━━━━━ RECORDS FOR THE EXERCISE
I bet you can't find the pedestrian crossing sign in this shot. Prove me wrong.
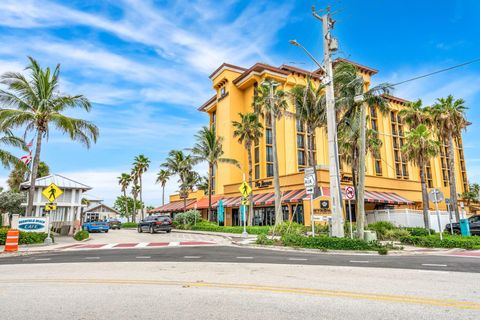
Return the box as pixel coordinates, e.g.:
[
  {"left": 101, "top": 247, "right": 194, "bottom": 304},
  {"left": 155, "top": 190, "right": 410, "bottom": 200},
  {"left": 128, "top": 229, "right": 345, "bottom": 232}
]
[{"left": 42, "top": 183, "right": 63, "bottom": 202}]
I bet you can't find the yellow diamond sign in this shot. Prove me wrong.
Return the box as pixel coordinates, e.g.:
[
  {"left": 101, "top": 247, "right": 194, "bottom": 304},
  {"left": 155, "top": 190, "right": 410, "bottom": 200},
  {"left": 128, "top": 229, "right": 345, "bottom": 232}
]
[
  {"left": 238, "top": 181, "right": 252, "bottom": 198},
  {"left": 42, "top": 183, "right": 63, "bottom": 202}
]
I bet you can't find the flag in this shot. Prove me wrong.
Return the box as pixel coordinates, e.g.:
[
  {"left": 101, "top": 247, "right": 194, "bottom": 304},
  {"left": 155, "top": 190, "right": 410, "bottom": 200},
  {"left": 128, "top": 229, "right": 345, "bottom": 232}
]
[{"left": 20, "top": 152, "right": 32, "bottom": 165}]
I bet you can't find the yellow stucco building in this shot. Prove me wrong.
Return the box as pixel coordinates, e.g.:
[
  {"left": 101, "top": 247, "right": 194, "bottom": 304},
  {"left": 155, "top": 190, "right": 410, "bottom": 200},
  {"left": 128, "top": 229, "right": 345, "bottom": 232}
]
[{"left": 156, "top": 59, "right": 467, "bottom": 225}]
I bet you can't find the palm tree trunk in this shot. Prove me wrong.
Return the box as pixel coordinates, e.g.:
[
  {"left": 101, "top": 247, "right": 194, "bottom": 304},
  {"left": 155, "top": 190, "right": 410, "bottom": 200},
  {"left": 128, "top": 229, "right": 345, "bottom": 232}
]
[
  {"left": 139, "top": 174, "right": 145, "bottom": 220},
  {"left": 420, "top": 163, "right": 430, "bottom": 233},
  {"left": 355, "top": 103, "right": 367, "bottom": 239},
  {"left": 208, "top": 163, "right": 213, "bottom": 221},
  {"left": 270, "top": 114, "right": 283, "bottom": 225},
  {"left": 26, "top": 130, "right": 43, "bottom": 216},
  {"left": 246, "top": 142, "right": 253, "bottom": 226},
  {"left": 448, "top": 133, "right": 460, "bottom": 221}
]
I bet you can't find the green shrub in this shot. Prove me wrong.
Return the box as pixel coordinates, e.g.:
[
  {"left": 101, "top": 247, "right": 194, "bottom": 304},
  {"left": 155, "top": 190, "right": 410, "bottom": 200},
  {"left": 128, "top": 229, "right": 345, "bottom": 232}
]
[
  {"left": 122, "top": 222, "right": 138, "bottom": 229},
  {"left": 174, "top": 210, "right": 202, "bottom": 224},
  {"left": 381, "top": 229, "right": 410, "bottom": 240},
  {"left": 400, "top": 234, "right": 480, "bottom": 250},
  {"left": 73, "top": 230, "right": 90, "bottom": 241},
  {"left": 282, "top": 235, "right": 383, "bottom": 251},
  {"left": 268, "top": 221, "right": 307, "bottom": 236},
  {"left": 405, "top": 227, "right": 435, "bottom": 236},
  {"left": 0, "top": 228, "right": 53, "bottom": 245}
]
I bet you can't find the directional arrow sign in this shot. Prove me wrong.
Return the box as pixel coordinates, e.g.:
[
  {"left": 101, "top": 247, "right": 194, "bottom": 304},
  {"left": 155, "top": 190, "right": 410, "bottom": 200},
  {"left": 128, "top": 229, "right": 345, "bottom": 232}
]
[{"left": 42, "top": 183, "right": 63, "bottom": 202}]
━━━━━━━━━━
━━━━━ RECORDS FOR THE EXERCISE
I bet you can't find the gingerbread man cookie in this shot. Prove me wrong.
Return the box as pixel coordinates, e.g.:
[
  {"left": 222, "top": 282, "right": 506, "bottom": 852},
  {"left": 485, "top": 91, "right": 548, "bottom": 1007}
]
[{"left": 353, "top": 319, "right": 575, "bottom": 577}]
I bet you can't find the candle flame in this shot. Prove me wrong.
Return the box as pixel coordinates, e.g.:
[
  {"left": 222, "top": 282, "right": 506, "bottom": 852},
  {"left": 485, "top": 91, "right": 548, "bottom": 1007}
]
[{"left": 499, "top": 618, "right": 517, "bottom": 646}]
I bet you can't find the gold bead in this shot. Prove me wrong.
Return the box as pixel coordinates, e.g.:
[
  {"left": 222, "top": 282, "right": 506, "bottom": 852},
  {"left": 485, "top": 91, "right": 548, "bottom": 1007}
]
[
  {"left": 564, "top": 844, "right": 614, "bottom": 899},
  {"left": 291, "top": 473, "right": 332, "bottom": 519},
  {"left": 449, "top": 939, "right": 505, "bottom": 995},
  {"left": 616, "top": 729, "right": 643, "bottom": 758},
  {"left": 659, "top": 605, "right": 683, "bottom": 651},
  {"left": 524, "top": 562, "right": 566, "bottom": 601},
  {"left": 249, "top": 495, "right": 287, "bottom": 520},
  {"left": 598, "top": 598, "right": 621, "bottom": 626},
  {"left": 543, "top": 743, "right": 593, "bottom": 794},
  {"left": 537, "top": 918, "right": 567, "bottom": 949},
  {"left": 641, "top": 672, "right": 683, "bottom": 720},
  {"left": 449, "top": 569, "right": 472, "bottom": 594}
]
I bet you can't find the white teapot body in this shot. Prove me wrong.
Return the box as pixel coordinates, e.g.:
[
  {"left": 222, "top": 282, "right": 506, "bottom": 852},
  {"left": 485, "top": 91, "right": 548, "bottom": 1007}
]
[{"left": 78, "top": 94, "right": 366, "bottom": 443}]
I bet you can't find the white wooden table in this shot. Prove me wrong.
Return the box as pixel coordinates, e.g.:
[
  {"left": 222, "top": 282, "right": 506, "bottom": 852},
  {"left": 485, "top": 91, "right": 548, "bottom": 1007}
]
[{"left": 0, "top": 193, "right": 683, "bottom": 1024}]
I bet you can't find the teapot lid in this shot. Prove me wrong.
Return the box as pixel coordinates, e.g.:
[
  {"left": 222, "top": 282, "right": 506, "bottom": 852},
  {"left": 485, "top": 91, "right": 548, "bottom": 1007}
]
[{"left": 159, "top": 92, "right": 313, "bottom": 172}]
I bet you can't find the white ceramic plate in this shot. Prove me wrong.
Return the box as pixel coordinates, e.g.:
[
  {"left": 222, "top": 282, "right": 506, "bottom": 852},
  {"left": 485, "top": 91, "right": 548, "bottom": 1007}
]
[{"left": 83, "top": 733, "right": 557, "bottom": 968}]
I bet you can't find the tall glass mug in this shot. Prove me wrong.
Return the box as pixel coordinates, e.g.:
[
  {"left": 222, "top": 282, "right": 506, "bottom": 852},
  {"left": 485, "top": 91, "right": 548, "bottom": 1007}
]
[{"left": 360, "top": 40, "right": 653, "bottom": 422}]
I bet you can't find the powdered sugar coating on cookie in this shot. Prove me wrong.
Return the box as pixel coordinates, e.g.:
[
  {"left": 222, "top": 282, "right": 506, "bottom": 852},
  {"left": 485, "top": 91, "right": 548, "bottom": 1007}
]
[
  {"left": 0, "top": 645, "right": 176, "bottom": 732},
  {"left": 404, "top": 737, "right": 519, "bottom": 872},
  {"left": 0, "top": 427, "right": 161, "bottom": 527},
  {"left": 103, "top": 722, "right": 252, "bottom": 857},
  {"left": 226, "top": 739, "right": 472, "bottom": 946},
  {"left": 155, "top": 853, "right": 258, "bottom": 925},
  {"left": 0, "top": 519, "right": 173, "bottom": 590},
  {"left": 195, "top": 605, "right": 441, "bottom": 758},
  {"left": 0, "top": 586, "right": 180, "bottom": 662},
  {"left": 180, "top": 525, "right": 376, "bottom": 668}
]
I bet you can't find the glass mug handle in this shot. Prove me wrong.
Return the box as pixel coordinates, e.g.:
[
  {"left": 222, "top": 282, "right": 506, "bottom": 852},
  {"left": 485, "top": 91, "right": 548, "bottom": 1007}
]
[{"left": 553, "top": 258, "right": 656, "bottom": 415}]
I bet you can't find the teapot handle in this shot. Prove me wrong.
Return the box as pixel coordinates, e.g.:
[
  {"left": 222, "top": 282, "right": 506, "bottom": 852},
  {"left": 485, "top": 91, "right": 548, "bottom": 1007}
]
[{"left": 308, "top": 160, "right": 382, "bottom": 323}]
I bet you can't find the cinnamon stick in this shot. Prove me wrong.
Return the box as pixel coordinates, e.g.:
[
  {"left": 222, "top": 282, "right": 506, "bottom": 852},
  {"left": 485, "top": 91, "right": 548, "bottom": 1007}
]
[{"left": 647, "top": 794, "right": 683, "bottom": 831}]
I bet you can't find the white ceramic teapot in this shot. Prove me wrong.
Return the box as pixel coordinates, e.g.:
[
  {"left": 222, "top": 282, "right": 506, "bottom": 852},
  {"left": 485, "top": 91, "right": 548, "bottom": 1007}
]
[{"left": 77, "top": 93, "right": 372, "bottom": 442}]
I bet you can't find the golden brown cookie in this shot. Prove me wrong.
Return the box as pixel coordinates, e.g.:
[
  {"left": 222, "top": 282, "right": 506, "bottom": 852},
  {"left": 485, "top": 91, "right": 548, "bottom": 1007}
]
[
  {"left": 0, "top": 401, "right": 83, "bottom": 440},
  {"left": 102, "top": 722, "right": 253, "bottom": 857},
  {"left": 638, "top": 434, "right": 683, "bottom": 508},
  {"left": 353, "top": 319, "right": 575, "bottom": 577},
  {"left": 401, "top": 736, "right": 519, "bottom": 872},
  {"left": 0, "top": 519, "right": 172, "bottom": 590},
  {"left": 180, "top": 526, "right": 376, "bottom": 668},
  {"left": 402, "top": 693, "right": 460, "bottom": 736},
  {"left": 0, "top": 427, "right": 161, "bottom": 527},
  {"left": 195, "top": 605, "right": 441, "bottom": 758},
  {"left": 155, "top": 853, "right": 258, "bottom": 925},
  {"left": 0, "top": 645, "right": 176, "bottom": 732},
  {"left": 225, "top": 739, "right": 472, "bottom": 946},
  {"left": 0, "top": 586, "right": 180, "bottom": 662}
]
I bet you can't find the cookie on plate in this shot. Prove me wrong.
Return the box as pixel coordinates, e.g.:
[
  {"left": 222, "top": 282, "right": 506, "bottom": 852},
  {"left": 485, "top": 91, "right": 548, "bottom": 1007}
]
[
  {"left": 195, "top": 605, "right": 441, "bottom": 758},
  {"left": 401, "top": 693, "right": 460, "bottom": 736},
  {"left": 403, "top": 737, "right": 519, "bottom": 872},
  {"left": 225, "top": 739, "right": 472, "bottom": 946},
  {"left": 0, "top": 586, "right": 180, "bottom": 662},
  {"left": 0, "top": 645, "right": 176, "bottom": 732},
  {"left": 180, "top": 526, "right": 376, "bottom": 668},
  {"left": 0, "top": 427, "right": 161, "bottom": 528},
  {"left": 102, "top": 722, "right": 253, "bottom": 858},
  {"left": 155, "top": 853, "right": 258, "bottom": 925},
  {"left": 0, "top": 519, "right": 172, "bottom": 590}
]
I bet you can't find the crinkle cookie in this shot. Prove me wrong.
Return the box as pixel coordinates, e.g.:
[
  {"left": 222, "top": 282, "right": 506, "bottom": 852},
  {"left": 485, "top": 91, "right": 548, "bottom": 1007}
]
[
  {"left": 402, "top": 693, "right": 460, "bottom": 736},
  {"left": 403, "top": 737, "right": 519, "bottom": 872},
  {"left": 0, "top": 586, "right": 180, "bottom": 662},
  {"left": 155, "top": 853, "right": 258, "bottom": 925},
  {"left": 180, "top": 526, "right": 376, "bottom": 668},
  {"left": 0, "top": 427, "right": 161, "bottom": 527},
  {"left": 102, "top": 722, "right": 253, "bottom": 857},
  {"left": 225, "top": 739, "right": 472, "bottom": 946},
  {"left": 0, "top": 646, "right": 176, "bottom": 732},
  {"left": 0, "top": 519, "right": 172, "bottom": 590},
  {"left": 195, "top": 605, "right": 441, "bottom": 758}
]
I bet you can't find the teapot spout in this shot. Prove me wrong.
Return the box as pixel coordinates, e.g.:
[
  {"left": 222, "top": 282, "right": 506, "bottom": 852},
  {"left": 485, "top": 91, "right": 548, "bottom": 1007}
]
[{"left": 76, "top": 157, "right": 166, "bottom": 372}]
━━━━━━━━━━
INSTRUCTIONS FOR THE TASK
Extract every line of the items above that contains the word "ceramic".

CORRECT OUTPUT
I bet you can't find the white ceramic plate in this shot. Prove me wrong.
I bet you can't find the white ceramic teapot in this shot. Prove me wrong.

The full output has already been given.